▸ Text under study
SBD/June 1, 2011/Franchises

NFL Lockout Watch, Day 82: Packers May Join Others In Imposing Pay Cuts

Murphy could be one of several high-level officials to take pay cut
The Packers have not imposed pay cuts or furloughs since the lockout began nearly three months ago, but team President & CEO Mark Murphy on Friday revealed that he "hasn’t ruled out that possibility if the labor dispute drags on," according to Mike Vandermause of the GREEN BAY PRESS-GAZETTE. The Packers could "withhold pay from selected employees," including Murphy, GM Ted Thompson, coach Mike McCarthy, assistant coaches and "other high-level directors." Murphy said, "It's based on when we're going to start missing revenue." He added that the lockout "has had only a small financial impact on the Packers, primarily involving sponsorships." Vandermause noted "about three-fourths of the NFL’s 32 teams have imposed some sort of pay reduction" (GREEN BAY PRESS-GAZETTE, 5/28). Steelers LB Larry Foote called the pay cuts and furloughs "ridiculous" and said, "We all know through this lockout owners aren't losing money, they're making money. They pay us $1,000 a week just to work out. Roster bonuses haven't been paid." He added, "To lay people off to save money. I don't know who they're trying to fool. How the heck are they laying people off? I don't get that part. That ain't right right there. That's affecting people's lives; they're not making millions of dollars, many of them are going check to check" (PITTSBURGH POST-GAZETTE, 5/29).

TAKING THE WRONG APPROACH: ESPN.com's Gene Wojciechowski wrote owners such as the Dolphins' Stephen Ross, who has reduced staff salaries during the lockout, "don't get it." Wojciechowski: They endorse a strategy that guarantees a lockout but fail to understand the financial trickle-down effects it has on the worker bees of the organization" (ESPN.com, 5/29). In Boston, Greg Bedard wrote the decision by some teams to cut pay and institute furloughs "deserves no patience from the public." The trend is "becoming more widespread by the day." Bedard: "That this is happening in May -- before much, if any, revenue is affected by the labor impasse -- says the owners expect the lockout to last a while. At the least they want the players to think that. And that makes these workers financial hostages" (BOSTON GLOBE, 5/29). Univ. of Chicago economist Allen Sanderson said, "My guess is they are not looking at this long term. One way is just sort of short term -- we need to make the payroll this month and don’t have money coming in. The other is either politically, psychologically or from a public-relations basis, it shows some suffering on the part of one side. ... Part of it is symbolic" (ESPN.com, 5/27). CNBC’s Darren Rovell said teams are laying off "more employees because they can." Rovell: "It just makes sense. It’s almost like, ‘Why do the owners charge more for tickets?’ Not because of what they’re paying the players, it’s because they feel like they can and they have an excuse” ("Washington Post Live," Comcast SportsNet Mid-Atlantic, 5/31).

MARCHING TO A DIFFERENT BEAT
: In New Orleans, Jeff Duncan noted many teams "have imposed layoffs, furloughs or salary cuts," but the Saints "have done none of the above." The team "has frozen a couple of open positions until the lockout is resolved," but otherwise, it has been "business as usual." Thanks to the lease agreement they signed with the state of Louisiana in '09, the Saints "are well-positioned to weather a protracted work stoppage." Although they "stand to potentially lose millions in game-day revenue if the lockout stretches into the season, built-in revenue streams from the Saints' leases with the state at Benson Tower will be unaffected." The lease "makes the Saints one of the most profitable clubs in the NFL" (New Orleans TIMES-PICAYUNE, 5/29).

▸ Try it
Answer these questions from the NFL lockout report.
1. According to Vandermause, about what share of the NFL's 32 teams have imposed some sort of pay reduction?
2. Which Dolphins owner does Wojciechowski name as having reduced staff salaries during the lockout?
3. What has the Saints team frozen until the lockout is resolved?

▸ Dataset excerpts
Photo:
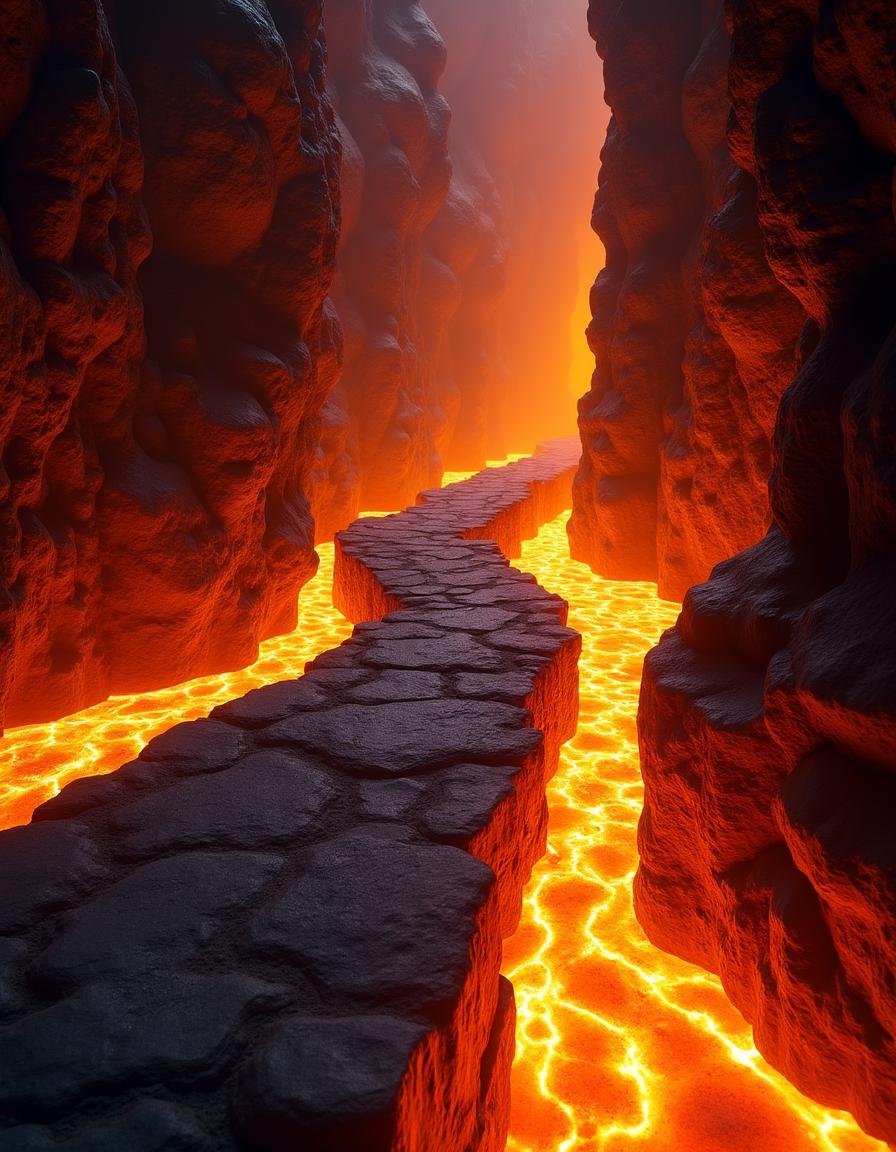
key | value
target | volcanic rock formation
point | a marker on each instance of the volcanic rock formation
(524, 142)
(154, 518)
(457, 270)
(281, 926)
(768, 714)
(695, 338)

▸ Solution
1. About three-fourths.
2. Stephen Ross.
3. A couple of open positions.